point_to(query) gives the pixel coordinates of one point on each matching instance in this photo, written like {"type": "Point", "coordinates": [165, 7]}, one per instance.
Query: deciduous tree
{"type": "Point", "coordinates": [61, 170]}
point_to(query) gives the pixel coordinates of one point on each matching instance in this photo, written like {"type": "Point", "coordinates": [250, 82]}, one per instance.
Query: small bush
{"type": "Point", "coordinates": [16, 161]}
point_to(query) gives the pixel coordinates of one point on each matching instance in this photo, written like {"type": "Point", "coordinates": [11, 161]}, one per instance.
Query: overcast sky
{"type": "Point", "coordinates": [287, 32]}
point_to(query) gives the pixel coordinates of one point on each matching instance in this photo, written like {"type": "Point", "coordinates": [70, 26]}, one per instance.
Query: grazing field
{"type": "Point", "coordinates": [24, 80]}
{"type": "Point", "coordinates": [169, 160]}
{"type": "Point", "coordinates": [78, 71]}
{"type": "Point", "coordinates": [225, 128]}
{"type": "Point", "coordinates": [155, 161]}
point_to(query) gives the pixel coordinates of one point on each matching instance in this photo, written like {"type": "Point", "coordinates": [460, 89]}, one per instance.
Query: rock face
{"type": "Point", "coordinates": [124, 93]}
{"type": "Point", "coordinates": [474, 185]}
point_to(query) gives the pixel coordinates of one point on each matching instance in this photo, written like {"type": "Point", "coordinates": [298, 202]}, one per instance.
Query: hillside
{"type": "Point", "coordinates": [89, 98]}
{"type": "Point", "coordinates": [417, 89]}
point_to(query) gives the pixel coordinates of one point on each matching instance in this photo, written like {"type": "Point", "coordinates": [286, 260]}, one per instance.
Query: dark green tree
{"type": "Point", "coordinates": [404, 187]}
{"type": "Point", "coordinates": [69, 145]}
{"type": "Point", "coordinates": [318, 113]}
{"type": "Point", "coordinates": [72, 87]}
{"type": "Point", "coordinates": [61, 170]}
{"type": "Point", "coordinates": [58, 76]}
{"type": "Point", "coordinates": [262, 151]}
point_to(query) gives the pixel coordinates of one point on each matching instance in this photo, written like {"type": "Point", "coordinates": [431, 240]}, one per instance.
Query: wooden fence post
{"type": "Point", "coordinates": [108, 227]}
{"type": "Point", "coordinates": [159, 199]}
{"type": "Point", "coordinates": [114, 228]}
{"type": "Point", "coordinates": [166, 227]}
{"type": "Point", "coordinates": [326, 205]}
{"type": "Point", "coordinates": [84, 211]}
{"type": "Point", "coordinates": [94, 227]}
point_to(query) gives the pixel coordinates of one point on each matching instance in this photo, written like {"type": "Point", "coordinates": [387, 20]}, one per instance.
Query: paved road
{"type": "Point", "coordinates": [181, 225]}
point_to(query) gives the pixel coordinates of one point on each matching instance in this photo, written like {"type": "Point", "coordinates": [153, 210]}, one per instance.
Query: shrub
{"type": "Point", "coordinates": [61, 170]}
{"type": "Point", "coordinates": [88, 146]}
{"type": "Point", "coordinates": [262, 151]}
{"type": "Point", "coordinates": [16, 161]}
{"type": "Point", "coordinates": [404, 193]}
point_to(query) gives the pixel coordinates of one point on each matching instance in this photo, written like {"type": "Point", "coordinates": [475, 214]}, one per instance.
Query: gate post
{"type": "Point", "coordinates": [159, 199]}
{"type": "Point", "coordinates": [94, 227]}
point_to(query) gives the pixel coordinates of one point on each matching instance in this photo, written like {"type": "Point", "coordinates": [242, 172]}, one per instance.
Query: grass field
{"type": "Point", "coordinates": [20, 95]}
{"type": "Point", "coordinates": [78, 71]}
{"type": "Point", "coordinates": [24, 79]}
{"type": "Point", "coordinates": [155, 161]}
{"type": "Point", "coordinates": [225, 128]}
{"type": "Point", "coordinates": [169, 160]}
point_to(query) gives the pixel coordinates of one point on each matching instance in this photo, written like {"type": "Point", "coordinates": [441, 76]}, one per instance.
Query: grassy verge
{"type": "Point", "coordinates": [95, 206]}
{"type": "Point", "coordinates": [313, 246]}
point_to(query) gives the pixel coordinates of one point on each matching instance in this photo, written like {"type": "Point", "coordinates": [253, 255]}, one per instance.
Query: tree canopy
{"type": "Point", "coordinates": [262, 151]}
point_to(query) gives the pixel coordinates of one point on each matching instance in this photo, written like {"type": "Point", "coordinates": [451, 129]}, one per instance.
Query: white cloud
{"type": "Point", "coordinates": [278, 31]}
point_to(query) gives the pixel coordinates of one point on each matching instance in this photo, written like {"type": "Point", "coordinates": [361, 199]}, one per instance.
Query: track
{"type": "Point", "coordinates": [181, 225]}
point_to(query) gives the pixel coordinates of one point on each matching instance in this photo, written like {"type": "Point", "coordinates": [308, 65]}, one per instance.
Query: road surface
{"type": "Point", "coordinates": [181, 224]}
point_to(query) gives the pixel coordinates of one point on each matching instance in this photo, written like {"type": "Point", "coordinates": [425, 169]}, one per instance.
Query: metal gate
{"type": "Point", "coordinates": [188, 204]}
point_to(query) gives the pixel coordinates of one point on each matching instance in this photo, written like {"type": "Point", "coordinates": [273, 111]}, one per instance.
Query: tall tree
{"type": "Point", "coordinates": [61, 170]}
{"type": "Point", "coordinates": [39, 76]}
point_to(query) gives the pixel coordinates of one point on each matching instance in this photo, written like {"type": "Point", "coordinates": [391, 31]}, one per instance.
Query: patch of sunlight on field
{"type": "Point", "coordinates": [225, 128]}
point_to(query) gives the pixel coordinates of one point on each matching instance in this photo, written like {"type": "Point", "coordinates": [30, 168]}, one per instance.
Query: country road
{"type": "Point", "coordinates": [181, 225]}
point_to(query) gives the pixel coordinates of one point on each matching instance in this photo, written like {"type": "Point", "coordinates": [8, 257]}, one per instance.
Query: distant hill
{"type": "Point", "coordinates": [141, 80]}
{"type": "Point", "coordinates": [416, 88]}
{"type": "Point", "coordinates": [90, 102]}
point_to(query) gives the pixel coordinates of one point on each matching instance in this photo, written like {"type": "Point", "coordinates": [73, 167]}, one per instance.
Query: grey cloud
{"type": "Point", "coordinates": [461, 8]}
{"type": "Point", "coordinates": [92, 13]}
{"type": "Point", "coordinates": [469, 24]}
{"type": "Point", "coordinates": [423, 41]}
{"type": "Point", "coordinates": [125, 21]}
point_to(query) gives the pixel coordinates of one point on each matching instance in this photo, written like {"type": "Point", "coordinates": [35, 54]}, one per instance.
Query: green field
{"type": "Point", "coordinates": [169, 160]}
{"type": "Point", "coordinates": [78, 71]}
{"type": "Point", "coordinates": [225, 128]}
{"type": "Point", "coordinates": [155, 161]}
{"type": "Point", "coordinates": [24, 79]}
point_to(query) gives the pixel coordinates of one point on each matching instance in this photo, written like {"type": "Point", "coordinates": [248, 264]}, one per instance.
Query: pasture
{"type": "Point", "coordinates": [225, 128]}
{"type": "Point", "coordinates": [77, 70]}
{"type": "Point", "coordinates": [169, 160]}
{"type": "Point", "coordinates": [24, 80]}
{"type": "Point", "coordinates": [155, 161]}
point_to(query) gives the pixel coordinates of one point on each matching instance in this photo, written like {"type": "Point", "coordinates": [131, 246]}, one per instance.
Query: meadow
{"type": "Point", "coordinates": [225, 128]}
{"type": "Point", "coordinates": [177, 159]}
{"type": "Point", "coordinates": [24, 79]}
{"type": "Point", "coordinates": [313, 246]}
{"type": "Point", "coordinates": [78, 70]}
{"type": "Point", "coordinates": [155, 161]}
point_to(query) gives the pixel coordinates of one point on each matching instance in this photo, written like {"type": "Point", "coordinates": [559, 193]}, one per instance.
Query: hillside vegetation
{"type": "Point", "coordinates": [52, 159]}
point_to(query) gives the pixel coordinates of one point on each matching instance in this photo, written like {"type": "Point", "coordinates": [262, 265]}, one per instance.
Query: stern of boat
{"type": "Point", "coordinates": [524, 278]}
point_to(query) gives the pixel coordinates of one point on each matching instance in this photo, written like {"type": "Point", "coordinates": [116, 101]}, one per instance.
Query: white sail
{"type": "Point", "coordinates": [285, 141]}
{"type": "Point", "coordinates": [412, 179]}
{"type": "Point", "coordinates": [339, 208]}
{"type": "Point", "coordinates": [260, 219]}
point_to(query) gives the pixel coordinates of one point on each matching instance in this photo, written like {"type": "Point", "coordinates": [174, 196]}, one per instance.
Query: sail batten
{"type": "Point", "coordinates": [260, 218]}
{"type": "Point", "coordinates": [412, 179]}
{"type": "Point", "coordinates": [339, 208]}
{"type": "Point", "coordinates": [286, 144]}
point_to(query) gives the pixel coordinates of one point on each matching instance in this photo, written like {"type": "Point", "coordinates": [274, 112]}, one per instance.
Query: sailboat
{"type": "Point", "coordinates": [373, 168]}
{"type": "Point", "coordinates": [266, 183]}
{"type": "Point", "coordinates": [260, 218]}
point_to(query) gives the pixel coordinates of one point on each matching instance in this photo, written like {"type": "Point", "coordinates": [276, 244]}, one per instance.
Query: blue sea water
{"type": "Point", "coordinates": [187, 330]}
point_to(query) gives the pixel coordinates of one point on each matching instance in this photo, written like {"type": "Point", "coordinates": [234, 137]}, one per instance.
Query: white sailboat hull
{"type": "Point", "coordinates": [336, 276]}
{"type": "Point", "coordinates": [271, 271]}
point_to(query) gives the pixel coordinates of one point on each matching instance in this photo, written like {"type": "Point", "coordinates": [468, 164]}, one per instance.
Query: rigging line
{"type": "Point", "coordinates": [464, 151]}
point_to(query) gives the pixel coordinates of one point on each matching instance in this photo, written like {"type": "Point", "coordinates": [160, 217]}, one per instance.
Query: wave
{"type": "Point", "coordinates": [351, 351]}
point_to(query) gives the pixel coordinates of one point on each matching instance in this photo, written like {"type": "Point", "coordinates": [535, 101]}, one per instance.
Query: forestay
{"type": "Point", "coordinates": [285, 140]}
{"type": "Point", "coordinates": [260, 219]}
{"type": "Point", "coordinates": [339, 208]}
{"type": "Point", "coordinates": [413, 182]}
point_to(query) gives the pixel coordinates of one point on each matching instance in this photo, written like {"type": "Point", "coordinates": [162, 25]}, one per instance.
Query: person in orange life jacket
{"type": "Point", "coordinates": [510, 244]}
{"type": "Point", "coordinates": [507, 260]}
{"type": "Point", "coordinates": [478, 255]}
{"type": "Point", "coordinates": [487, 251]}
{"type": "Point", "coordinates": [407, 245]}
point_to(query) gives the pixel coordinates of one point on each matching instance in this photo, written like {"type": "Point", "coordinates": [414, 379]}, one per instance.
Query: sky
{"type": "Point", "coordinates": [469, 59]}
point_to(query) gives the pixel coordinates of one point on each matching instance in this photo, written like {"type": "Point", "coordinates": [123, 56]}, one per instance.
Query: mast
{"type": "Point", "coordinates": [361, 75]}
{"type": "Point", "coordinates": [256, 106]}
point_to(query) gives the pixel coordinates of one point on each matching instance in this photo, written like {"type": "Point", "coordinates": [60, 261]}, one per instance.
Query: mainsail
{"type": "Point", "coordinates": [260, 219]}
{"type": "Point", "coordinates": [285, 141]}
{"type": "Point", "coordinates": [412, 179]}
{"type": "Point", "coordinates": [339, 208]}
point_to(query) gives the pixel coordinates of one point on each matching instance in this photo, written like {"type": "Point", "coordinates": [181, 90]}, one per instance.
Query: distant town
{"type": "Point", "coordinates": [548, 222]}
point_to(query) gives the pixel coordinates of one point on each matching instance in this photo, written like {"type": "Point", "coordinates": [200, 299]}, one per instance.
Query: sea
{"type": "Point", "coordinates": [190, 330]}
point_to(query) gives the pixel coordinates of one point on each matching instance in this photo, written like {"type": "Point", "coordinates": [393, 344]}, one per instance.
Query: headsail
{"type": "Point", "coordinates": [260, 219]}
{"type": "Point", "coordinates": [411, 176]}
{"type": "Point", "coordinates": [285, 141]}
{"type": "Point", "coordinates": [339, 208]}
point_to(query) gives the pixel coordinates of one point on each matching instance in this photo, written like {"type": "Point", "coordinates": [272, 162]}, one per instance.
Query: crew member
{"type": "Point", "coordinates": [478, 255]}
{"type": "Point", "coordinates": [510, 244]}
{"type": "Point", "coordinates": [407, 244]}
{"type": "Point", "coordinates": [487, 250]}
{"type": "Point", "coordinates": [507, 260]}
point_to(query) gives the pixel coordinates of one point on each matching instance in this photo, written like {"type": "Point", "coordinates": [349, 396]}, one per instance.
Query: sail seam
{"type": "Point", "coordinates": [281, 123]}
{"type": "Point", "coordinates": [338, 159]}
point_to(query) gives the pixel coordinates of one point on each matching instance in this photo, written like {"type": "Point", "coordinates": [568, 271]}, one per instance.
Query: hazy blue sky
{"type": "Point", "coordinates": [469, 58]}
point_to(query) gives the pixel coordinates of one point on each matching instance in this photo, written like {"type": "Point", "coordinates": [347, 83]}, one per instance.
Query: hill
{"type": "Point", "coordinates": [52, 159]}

● **What you need to do**: Repeat the line that contains "Query: crew member", then every line after it until the records end, with nothing added.

● **Written response**:
Query: crew member
{"type": "Point", "coordinates": [478, 255]}
{"type": "Point", "coordinates": [510, 244]}
{"type": "Point", "coordinates": [407, 244]}
{"type": "Point", "coordinates": [487, 250]}
{"type": "Point", "coordinates": [507, 260]}
point_to(query) gives the pixel coordinates of one point on each matching instance in this photo, written like {"type": "Point", "coordinates": [349, 396]}, one per instance.
Query: sail seam
{"type": "Point", "coordinates": [281, 123]}
{"type": "Point", "coordinates": [338, 159]}
point_to(query) gives the pixel coordinates of one point on each matching instance in this photo, written like {"type": "Point", "coordinates": [568, 271]}, one per instance.
Query: hazy blue sky
{"type": "Point", "coordinates": [469, 58]}
point_to(query) gives the pixel coordinates of one point on each matching instance in this photo, written like {"type": "Point", "coordinates": [347, 83]}, one per instance.
Query: hill
{"type": "Point", "coordinates": [52, 159]}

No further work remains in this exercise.